* START EXTRACTED ENTRIES *

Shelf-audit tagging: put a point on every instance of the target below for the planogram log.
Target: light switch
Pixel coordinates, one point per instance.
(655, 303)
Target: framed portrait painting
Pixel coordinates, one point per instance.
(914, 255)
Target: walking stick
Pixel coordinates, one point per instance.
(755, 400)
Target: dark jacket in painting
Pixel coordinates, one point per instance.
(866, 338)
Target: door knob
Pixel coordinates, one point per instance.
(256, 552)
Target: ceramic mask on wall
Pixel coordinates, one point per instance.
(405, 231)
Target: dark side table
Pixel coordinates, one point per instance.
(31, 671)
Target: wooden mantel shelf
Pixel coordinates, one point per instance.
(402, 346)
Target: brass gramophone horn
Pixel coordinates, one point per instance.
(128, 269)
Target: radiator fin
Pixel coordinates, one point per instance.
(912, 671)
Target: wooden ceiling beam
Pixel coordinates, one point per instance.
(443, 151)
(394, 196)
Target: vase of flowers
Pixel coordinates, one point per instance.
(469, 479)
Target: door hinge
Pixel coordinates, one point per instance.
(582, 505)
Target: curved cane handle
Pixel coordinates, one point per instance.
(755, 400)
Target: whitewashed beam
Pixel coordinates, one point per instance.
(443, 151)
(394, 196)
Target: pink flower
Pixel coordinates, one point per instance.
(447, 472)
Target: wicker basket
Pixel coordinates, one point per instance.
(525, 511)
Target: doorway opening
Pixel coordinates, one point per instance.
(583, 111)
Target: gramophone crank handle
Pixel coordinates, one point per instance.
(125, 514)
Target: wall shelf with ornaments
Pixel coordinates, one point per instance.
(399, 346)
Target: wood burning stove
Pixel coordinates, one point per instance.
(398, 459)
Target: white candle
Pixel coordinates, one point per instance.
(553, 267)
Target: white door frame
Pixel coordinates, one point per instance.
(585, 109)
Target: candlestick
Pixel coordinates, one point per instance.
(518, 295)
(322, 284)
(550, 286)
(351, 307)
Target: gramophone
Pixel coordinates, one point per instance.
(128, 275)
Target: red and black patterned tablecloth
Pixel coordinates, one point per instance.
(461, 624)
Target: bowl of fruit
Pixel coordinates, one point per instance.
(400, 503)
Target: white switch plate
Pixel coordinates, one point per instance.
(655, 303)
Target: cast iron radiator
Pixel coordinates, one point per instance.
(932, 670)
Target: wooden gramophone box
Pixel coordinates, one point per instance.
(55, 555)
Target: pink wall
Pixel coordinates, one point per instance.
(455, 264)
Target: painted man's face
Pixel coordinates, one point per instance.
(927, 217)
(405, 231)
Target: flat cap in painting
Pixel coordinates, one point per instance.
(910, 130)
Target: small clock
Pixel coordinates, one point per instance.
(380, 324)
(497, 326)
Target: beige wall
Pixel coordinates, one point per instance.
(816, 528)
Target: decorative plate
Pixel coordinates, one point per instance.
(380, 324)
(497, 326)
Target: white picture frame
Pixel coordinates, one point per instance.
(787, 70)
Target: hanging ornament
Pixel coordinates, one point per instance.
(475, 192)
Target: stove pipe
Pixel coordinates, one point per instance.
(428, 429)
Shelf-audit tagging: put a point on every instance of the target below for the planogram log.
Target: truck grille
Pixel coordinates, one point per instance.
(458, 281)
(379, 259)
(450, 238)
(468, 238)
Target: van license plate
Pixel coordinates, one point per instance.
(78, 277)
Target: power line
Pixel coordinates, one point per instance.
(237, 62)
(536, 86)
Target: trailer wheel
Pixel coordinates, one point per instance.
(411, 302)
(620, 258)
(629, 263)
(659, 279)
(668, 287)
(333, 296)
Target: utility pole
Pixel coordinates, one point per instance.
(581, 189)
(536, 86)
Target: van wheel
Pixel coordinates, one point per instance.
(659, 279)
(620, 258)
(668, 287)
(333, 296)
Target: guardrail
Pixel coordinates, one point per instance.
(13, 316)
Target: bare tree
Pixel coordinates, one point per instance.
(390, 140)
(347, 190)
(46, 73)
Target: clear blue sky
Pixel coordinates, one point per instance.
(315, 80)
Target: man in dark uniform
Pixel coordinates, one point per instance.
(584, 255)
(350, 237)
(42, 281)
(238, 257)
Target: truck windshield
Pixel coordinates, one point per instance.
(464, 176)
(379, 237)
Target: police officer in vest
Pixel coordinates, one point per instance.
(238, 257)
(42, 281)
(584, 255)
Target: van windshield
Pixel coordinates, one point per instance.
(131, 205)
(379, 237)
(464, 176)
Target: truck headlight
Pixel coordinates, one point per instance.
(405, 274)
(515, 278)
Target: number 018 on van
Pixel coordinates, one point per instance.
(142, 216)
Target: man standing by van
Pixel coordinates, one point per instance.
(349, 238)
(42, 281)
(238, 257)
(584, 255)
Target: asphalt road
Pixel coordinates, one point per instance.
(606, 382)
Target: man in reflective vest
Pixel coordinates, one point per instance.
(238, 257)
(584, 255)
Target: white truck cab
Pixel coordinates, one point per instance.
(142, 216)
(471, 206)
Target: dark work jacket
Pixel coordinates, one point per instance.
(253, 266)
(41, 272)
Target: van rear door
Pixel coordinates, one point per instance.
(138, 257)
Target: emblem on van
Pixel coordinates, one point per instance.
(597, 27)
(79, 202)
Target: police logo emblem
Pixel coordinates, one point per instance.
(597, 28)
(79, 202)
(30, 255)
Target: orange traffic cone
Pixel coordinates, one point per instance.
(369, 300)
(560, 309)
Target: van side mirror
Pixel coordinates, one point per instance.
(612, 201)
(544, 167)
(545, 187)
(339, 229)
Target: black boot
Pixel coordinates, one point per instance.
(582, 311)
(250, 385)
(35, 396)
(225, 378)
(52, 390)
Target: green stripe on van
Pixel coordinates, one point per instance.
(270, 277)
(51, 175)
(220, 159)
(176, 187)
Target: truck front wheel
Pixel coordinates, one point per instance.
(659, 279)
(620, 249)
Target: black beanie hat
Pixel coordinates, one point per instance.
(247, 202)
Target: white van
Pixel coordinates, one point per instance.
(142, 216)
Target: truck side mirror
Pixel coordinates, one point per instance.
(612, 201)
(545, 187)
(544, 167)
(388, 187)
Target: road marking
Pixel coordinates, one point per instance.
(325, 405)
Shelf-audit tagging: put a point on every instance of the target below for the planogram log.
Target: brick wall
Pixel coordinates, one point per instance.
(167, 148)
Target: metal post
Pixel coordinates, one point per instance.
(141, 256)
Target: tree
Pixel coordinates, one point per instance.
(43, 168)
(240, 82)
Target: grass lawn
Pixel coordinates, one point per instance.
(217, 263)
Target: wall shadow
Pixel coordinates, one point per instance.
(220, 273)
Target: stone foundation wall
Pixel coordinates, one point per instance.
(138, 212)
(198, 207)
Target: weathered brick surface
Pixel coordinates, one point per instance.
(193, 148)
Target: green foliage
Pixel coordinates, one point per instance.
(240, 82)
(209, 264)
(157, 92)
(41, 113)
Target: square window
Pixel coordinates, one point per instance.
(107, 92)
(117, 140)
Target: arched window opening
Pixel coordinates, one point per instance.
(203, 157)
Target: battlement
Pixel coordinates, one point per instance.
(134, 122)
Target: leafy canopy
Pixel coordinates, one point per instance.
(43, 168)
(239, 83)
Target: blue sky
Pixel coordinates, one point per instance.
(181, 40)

* END EXTRACTED ENTRIES *

* EXERCISE INSTRUCTIONS
Repeat all of the records above exactly as written.

* SOLUTION BELOW
Shelf-audit tagging: put a point on every instance of the target below for the planogram log.
Target: light switch
Pixel coordinates, one point per instance.
(655, 303)
Target: framed portrait painting
Pixel coordinates, one point per instance.
(914, 255)
Target: walking stick
Pixel coordinates, one point per instance.
(755, 400)
Target: dark jacket in painting
Pixel coordinates, one point per instance.
(866, 338)
Target: door knob
Pixel coordinates, one point per instance.
(256, 552)
Target: ceramic mask on wall
Pixel coordinates, one point per instance.
(405, 231)
Target: dark side table
Pixel coordinates, one point per instance.
(31, 671)
Target: wooden mantel shelf
Pixel coordinates, one point per instance.
(402, 346)
Target: brass gramophone horn
Pixel coordinates, one point per instance.
(128, 269)
Target: radiator fin
Pixel coordinates, one point per instance.
(912, 671)
Target: wooden ceiling beam
Pixel coordinates, one point per instance.
(443, 151)
(394, 196)
Target: vase of flowers
Pixel coordinates, one point per instance.
(469, 479)
Target: door hinge
Pixel coordinates, one point per instance.
(582, 505)
Target: curved cane handle
Pixel coordinates, one point per instance.
(755, 400)
Target: whitewashed beam
Pixel coordinates, one point per instance.
(443, 151)
(394, 196)
Target: pink flower
Pixel coordinates, one point per instance.
(447, 472)
Target: wicker basket
Pixel coordinates, one point per instance.
(525, 511)
Target: doorway opening
Pixel coordinates, one point per instance.
(583, 111)
Target: gramophone crank handle
Pixel coordinates, one point per instance.
(125, 514)
Target: wall shelf with ornaments
Pixel coordinates, one point per instance.
(399, 346)
Target: wood burning stove
Pixel coordinates, one point per instance.
(398, 459)
Target: white candle
Pixel coordinates, one point per instance.
(553, 267)
Target: white door frame
Pixel coordinates, one point per instance.
(585, 109)
Target: candlestick
Pixel coordinates, one point per instance.
(518, 295)
(322, 284)
(550, 286)
(351, 307)
Target: gramophone
Pixel coordinates, one point per instance.
(128, 275)
Target: red and black patterned tablecloth
Pixel coordinates, one point per instance.
(461, 624)
Target: bowl of fruit
Pixel coordinates, one point per instance.
(400, 503)
Target: white switch plate
Pixel coordinates, one point per instance.
(655, 303)
Target: cast iron radiator
Pixel coordinates, one point per instance.
(932, 670)
Target: wooden gramophone box
Pixel coordinates, one point per instance.
(55, 555)
Target: pink wall
Pixel coordinates, one point per instance.
(455, 264)
Target: painted man's face
Pixel coordinates, one point per instance.
(927, 217)
(405, 231)
Target: flat cap in painting
Pixel coordinates, one point per instance.
(910, 130)
Target: small clock
Pixel coordinates, one point per instance.
(380, 324)
(497, 326)
Target: beige wall
Pixel coordinates, one point per instance.
(816, 528)
Target: decorative plate
Pixel coordinates, one point per instance.
(380, 324)
(497, 326)
Target: white picture frame
Pixel coordinates, one point per instance.
(787, 70)
Target: hanging ornament
Pixel coordinates, one point per instance.
(475, 192)
Target: stove pipe
Pixel coordinates, one point per instance.
(428, 429)
Shelf-audit tagging: put a point on every instance of the target below for the planogram log.
Target: truck grille
Pixel coordinates, one point per instance.
(458, 281)
(379, 259)
(450, 238)
(468, 238)
Target: van license plate
Pixel coordinates, one point per instance.
(78, 277)
Target: power line
Pixel coordinates, one point per instance.
(237, 62)
(536, 86)
Target: trailer wheel
Pixel coordinates, one point per instance.
(411, 302)
(620, 258)
(629, 263)
(659, 279)
(668, 287)
(333, 296)
Target: utility pole
Pixel coordinates, one point per instance.
(581, 189)
(536, 86)
Target: van wheel
Pixel coordinates, one point per instance.
(659, 279)
(620, 258)
(668, 287)
(333, 296)
Target: guardrail
Pixel coordinates, one point per instance.
(13, 316)
Target: bare tree
Pixel coordinates, one point per instance.
(390, 140)
(347, 190)
(46, 73)
Target: clear blue sky
Pixel coordinates, one point per instance.
(315, 80)
Target: man in dark uniform
Pixel coordinates, one point per instance.
(584, 255)
(350, 237)
(42, 281)
(238, 257)
Target: truck windshield
Pixel coordinates, one point per instance.
(464, 176)
(379, 237)
Target: police officer in vest
Pixel coordinates, one point per instance.
(238, 257)
(42, 281)
(584, 255)
Target: van windshield
Pixel coordinates, one point per instance.
(131, 205)
(379, 237)
(464, 176)
Target: truck headlight
Pixel coordinates, one point per instance.
(405, 274)
(515, 278)
Target: number 018 on van
Pixel coordinates, one point per instance.
(142, 216)
Target: man standing by van
Pixel coordinates, one point per instance.
(349, 238)
(42, 281)
(238, 257)
(584, 255)
Target: asphalt road
Pixel coordinates, one point per instance.
(606, 382)
Target: man in reflective vest
Pixel coordinates, one point per instance.
(238, 257)
(584, 255)
Target: white truck cab
Pixel coordinates, one point per instance.
(142, 216)
(471, 206)
Target: dark work jacket
Pixel coordinates, one point per instance.
(253, 266)
(41, 272)
Target: van rear door
Pixel coordinates, one point per instance.
(138, 257)
Target: emblem on van
Pixel coordinates, one point per instance.
(597, 27)
(79, 202)
Target: police logo emblem
Pixel coordinates, one point per instance.
(597, 28)
(79, 202)
(30, 255)
Target: orange traffic cone
Pixel coordinates, one point per instance.
(369, 300)
(560, 309)
Target: van side mirror
Pixel coordinates, one point per instance.
(612, 201)
(544, 167)
(545, 187)
(339, 229)
Target: black boot
Pixel coordinates, one point per instance.
(582, 311)
(250, 385)
(35, 396)
(225, 378)
(52, 390)
Target: green stripe on van
Pixel coordinates, one point per instance.
(270, 277)
(51, 175)
(220, 159)
(176, 187)
Target: truck front wheel
Pixel coordinates, one point per instance.
(659, 279)
(620, 249)
Target: black beanie hat
Pixel coordinates, one point per instance.
(247, 202)
Target: white van
Pixel coordinates, one point per instance.
(142, 216)
Target: truck side mirror
Pixel coordinates, one point per instance.
(612, 201)
(545, 187)
(544, 167)
(388, 187)
Target: road marking
Pixel coordinates, one point per instance.
(325, 405)
Shelf-audit tagging: put a point on every instance of the target below for the planogram log.
Target: brick wall
Pixel coordinates, one point per instance.
(167, 148)
Target: metal post
Pixel coordinates, one point per instance.
(141, 256)
Target: tree
Pixel coordinates, one point per instance.
(43, 168)
(240, 82)
Target: grass lawn
Pixel coordinates, one point per instance.
(217, 263)
Target: wall shadow
Pixel coordinates, one point per instance.
(220, 273)
Target: stone foundation wall
Pixel coordinates, one point per instance.
(138, 212)
(198, 207)
Target: weathered brick surface
Pixel coordinates, one point per instance.
(193, 148)
Target: green foliage
Pixel coordinates, one point per instance.
(240, 82)
(209, 264)
(157, 92)
(41, 113)
Target: square window
Pixel coordinates, one point per instance.
(107, 92)
(117, 140)
Target: arched window opening
Pixel coordinates, one point per instance.
(203, 157)
Target: battlement
Pixel coordinates, one point per instance.
(134, 122)
Target: leafy canopy
Pixel coordinates, one point per instance.
(43, 168)
(239, 83)
Target: blue sky
Pixel coordinates, one point per instance.
(181, 40)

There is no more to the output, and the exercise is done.